▸ Extrait
● ● ● ● ●

Le Conseil de Prud'hommes a notamment retenu que les documents téléchargés par Monsieur [B] étaient librement disponibles pour l'ensemble des salariés sur le site intranet, sans que l'employeur qui soutient que certains auraient été sensible ait mis en place une restriction d'accès quelconque ; que la société WEAVEMANAGEMENT ne justifie d'aucun préjudice.

La société WEAVEMANAGEMENT a interjeté appel de cette décision.

Représentée par son Président M. [F], assisté de son conseil, la société WEAVEMANAGEMENT a, à l'audience du 30 novembre 2012 développé oralement ses écritures, visées le jour même par le Greffier, aux termes desquelles il/elle demande à la Cour de :

Par conclusions visées et soutenues à l'audience du 30 novembre 2012, elle demande à la Cour de :

- constater que les motifs de licenciement invoqués à l'encontre de Monsieur [B] :

captation massive de 800 fichiers sans justification professionnelle et comportant des éléments confidentiels et sensibles de l'entreprise,

sans aucune explication donnée, que ce soit au cours de l'entretien du 23 janvier 2009 ou postérieurement à la mise à pied conservatoire ou même au moment de l'entretien préalable,

constituant en outre une mise en péril de données confidentielles et stratégiques de l'entreprise par le fait de les emporter à l'extérieur de celle-ci sur un support mobile,

laissant supposer une action malveillante de Monsieur [B] à l'égard de l'entreprise, faute d'explications,

constituent non seulement un motif réel et sérieux de licenciement, mais encore justifie du licenciement pour faute lourde ou à tout le moins pour faute grave de Monsieur [B].

● ● ● ● ●

[Entrées brutes]

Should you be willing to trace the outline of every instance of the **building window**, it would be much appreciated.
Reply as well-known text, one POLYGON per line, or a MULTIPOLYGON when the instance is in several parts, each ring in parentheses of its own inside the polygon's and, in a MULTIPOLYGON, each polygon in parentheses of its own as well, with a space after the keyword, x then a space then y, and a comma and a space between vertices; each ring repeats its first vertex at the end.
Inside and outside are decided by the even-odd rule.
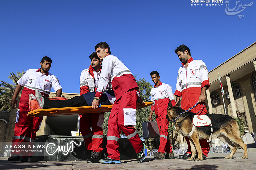
POLYGON ((213 107, 220 104, 220 95, 216 92, 214 92, 212 94, 211 100, 212 101, 212 106, 213 107))
POLYGON ((232 87, 232 92, 233 92, 234 99, 242 96, 241 88, 238 83, 236 82, 232 83, 231 84, 231 86, 232 87))
POLYGON ((240 91, 240 87, 239 86, 237 85, 236 87, 236 97, 240 97, 242 96, 241 92, 240 91))
POLYGON ((252 88, 254 93, 254 96, 256 97, 256 73, 254 73, 251 79, 252 88))

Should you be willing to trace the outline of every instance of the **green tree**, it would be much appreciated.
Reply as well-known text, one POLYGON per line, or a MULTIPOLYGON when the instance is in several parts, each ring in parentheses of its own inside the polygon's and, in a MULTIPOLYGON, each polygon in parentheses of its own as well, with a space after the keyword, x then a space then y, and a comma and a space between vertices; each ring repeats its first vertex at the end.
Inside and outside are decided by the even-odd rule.
MULTIPOLYGON (((11 75, 8 78, 13 82, 13 84, 0 80, 2 82, 0 84, 0 110, 11 110, 10 103, 17 85, 17 81, 25 73, 24 70, 21 72, 17 72, 16 75, 13 72, 10 73, 11 75)), ((21 92, 22 91, 22 90, 21 92)))

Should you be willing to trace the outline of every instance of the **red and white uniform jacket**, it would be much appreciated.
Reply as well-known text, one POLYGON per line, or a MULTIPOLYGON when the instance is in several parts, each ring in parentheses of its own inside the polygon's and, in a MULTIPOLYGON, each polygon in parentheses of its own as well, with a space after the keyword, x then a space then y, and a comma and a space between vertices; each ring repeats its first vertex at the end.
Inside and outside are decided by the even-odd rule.
POLYGON ((198 102, 202 87, 207 85, 208 88, 210 87, 208 70, 204 62, 191 58, 188 62, 186 69, 182 63, 182 66, 179 70, 174 94, 182 97, 181 107, 184 110, 198 102))
POLYGON ((110 81, 116 95, 116 100, 129 90, 138 88, 132 73, 117 57, 110 55, 105 57, 102 62, 100 79, 95 97, 100 98, 110 81))
POLYGON ((172 87, 168 84, 160 82, 158 87, 154 85, 150 91, 150 94, 151 101, 154 103, 151 105, 151 110, 155 110, 156 116, 166 113, 169 101, 172 105, 175 105, 172 87))
POLYGON ((17 83, 24 87, 20 100, 20 103, 28 106, 30 94, 35 95, 35 90, 38 89, 42 94, 47 97, 49 96, 52 86, 55 92, 62 89, 57 78, 49 72, 41 73, 40 69, 29 69, 23 75, 17 83))
POLYGON ((80 76, 80 95, 88 92, 94 92, 98 87, 101 70, 97 72, 92 66, 83 70, 80 76))

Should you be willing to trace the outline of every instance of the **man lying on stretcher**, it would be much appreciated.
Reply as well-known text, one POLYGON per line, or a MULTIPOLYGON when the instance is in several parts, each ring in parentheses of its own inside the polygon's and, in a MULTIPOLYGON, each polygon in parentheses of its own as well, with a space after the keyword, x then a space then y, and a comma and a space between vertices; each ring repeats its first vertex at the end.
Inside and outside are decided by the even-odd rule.
MULTIPOLYGON (((50 100, 45 98, 38 89, 36 90, 35 94, 35 96, 32 94, 29 94, 29 99, 36 99, 39 108, 42 109, 92 106, 95 93, 87 93, 70 99, 59 100, 50 100)), ((114 96, 115 94, 113 90, 105 91, 100 100, 100 107, 101 105, 113 104, 115 100, 114 96)))

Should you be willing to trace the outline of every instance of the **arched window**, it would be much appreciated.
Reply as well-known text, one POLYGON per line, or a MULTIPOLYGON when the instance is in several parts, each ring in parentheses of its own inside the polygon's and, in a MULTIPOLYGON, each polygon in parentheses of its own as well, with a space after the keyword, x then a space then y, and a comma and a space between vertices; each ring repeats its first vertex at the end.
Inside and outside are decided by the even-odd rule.
POLYGON ((254 73, 251 79, 252 88, 254 93, 254 96, 256 97, 256 73, 254 73))
POLYGON ((220 95, 216 92, 214 92, 212 94, 211 96, 211 100, 212 101, 212 107, 220 104, 220 95))
POLYGON ((234 99, 236 99, 242 96, 241 88, 238 83, 236 82, 232 83, 231 84, 231 86, 232 87, 232 91, 233 92, 234 99))

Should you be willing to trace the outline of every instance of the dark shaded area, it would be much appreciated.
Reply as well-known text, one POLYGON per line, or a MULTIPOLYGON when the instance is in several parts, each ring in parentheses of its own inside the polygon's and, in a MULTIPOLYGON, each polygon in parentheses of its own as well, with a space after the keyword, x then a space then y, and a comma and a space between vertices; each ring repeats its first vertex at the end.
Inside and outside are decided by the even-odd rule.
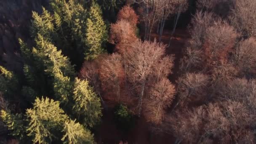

● ● ● ● ●

▸ Votre tâche
Reprenez l'extrait sur le licenciement de Monsieur [B] juste après sa dernière phrase, et poursuivez-en la rédaction.

▸ Résultat obtenu
- réformer en conséquence le jugement entrepris en toutes ses dispositions et débouter Monsieur [B] en tous ses moyens, fins et conclusions.

- déclarer Monsieur [B] irrecevable en sa prétention nouvelle de nullité du licenciement en application de l'article 564 du code de procédure civile, et subsidiairement, l'y dire mal fondé.

- voir en toute hypothèse constater que :

les motifs de licenciement sont de toute façon réels et sérieux.

Monsieur [B] ne pouvait réclamer, au titre de la mise à pied conservatoire, plus de 3.331,68 euros.

Monsieur [B] ne justifie d'aucun droit à une quelconque rémunération variable au titre de 2008 et à fortiori de congés payés afférents.

Monsieur [B] ne justifie d'aucun préjudice moral réparable.

- condamner Monsieur [B] à lui payer 5.000 euros à titre de dommages et intérêts à raison du trouble subi du fait de ses agissements, et 5.000 euros sur le fondement des dispositions de l'article 700 du Code de procédure civile.

Elle expose que le 21 janvier 2009, elle a été informée par son service informatique d'un téléchargement massif de fichiers par Monsieur [B], entre le 13 et le 22 janvier ; qu'elle a immédiatement fait faire un constat d'huissier, et qu'elle a convoqué le salarié afin de lui prendre, là encore devant huissier, son ordinateur ; que lors de cette entrevue le 23 janvier, Monsieur [B] n'a fourni aucune explication sur ce téléchargement.

Elle précise qu'elle a déposé plainte contre son salarié notamment pour des faits de vol de fichier ; que cette plainte a fait l'objet d'un classement sans suite après enquête ; qu'elle a déposé une plainte avec constitution de partie civile, et que l'instruction est actuellement en cours ; que la Cour d'Appel a rejeté la demande de sursis à statuer qui avait été formée antérieurement.

Elle fait valoir que les documents téléchargés concernent pour un grand nombre d'entre eux des banques, ainsi que le CV de collaborateurs spécialisés dans le domaine bancaire, qui n'est pas le domaine d'activité de Monsieur [B] ; que ce dernier n'a donné aucune explication sur ses motivations, et qu'ainsi, ce téléchargement massif ne permettait pas le maintien du salarié dans l'entreprise.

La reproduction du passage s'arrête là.